Using the information:
A. Using the AI course syllabus, decide whether each statement agrees with it: (i) students are expected to know LISP before the course starts; (ii) sections meet in the same room as the lectures; (iii) the course is certain to cover robotics and planning. For each, answer yes or no and quote the words of the syllabus that decide it.
B. Write the next part of the AI course syllabus, starting right after its last sentence.

CSCI E-220: Artificial Intelligence

Course Information and Weekly Syllabus

Fall Semester 2011-2012
Thursdays, 5:30 to 7:30, Science Center B-10
Sections: 7:35 to 8:35, Science Center B-10
Instructor: David Albert


1. Overview

CSCI E-220 is a general introduction to Artificial Intelligence. We will study the design of computer systems that exhibit traits we normally associate with intelligence in human behavior, such as the ability to understand natural language, to reason about the visual environment, and to solve complex problems. We will also explore current events and the state of the art in this field.

This course is intended for students who have done a fair amount of programming in at least one high-level language and have written computer programs of at least moderate complexity.

The course will begin with an introduction to the LISP programming language. Although no prior experience with LISP is assumed, I will assume that students are thoroughly familiar with programming concepts (variable scope, data structures, pointers, etc.) normally learned in courses on Java or C/C++. The teaching assistant will run introductory sections during the first weeks to provide additional help with LISP beyond that provided in lecture.

We will begin our study of Artificial Intelligence with a look at knowledge representation formalisms and search techniques, the ultimate tools of most AI programs. Content areas include natural language processing, computer vision, logic and theorem proving, game playing programs, inheritance networks, neural networks, genetic algorithms, and expert systems. We will discuss the current state of the art with examples from recent mainstream publications. As time permits, we will also cover robotics and planning.

Dataset extract:

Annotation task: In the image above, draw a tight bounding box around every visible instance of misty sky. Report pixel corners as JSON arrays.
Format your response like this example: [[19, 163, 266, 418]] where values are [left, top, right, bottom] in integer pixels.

Outputs by task:
A.
(i) No: "Although no prior experience with LISP is assumed"
(ii) Yes: "Thursdays, 5:30 to 7:30, Science Center B-10" and "Sections: 7:35 to 8:35, Science Center B-10"
(iii) No: "As time permits, we will also cover robotics and planning."

B.
Each student is expected to write several computer programs ("lab assignments"), using a Common Lisp package called clisp, available on the Harvard Unix machines. At your own risk and with less support, you may use any other CommonLISP package you choose; the teaching staff will still be able to help you with questions pertaining to the LISP language, but not with any problems you might have that are associated with your particular version of CommonLISP or your personal computer. Some of the later assignments, and the final project, may be written using Java or C/C++ if you prefer.

The lab assignments have taken people widely varying amounts of time in past years, depending on their programming skills. I have heard estimates from former students ranging from 5 to 15 hours or more, per week. Please plan accordingly.

2. Course Staff

Instructor: David Albert ( The best way to reach me is by email. I am also available before and after class, and by appointment.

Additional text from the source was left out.